Document section ->
※
This AI workflow scheduling method can be implemented using the compiler 190. The compiler 190 first analyzes the model graph to determine the data sizes associated with each edge. It then sorts these edges in descending order based on their data sizes. Starting with the edge representing the largest data transfer, the compiler 190 attempts to fuse the operations connected by this edge, checking if the combined memory requirements of the operations can fit within the target memory level (e.g., L1 memory 210).

If the fusion is possible, the compiler 190 creates a fusion group containing these operations. It then moves on to the next largest data transfer and repeats the process. If a fusion is not possible due to memory constraints, the compiler 190 moves on to the next edge in the sorted list. This process continues until all edges have been considered.

The resulting fusion groups are in the tree representation 150 shown in FIG. 1. Each node in this tree represents a fusion group, with the leaf nodes corresponding to individual operations. The size values associated with each node (e.g., 256 tiles for the root memory, 48 tiles for the L2 memory) indicate the memory requirements for that fusion group.
※
Exercise objective ->
Carry the passage on the compiler's operation-fusion scheduling forward from its last sentence.
※
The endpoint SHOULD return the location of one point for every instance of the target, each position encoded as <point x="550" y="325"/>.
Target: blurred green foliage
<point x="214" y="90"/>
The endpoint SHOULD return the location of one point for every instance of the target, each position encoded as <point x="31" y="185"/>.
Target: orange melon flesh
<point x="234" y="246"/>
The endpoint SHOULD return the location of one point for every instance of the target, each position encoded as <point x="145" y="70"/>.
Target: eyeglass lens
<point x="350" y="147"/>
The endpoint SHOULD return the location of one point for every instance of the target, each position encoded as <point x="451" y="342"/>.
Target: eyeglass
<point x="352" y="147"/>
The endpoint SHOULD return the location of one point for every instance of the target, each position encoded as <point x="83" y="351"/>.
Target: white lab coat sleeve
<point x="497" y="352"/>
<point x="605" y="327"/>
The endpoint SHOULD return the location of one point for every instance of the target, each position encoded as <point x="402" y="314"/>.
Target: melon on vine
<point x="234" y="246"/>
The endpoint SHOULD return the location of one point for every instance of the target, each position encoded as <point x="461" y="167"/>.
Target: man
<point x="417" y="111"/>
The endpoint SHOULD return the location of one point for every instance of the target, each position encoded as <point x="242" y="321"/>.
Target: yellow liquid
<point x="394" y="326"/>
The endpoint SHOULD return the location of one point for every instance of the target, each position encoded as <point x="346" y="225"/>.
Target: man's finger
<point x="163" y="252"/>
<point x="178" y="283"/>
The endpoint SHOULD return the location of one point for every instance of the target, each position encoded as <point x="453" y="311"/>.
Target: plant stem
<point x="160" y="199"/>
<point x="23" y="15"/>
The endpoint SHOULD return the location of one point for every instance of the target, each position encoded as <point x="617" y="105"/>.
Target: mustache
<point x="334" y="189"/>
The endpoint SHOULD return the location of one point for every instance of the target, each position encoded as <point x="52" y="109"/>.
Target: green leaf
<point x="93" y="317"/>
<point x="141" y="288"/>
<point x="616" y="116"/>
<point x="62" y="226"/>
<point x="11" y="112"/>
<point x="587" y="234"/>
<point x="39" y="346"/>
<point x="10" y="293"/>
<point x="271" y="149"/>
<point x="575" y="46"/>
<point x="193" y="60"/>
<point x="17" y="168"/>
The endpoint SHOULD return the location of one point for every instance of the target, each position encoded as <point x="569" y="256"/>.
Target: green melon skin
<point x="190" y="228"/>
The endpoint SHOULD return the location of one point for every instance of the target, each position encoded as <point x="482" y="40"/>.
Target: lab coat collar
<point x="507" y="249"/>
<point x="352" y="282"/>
※
Solved problem ->
FIG. 3 illustrates an example of operation fusion in an AI workflow with multiple levels of fusion groups. This figure shows a sequence of five convolutional operations (conv) organized into one 1^st L1 fusion group 330 and one 2^nd L1 fusion group 340. This organization demonstrates how the AI workflow scheduling method in the second configuration can be extended to handle multiple levels of memory hierarchy.

The 1^st L1 fusion group 330 contains the first three convolutional operations, The 2^nd L1 fusion group 340 encompasses the remaining two convolutional operations. Typically, After the 1^st L1 fusion group 330 is done, the data in L1 memory for the 1^st L1 fusion group 330 is no longer needed, and can therefore be cleared and leave for the next L1 fusion group (e.g., the 2^nd L1 fusion group 340).

This 1^st L1 fusion group's 330 grouping indicates that the data produced and consumed by these three operations can all be kept within L1 memory, and 2^nd L1 fusion group's 340 grouping indicates that the data produced and consumed by these two operations can all be kept within L1 memory, which is the fastest and closest to the processor. By keeping these operations within L1 memory, the method minimizes data transfers to slower memory levels, thereby improving processing speed and efficiency.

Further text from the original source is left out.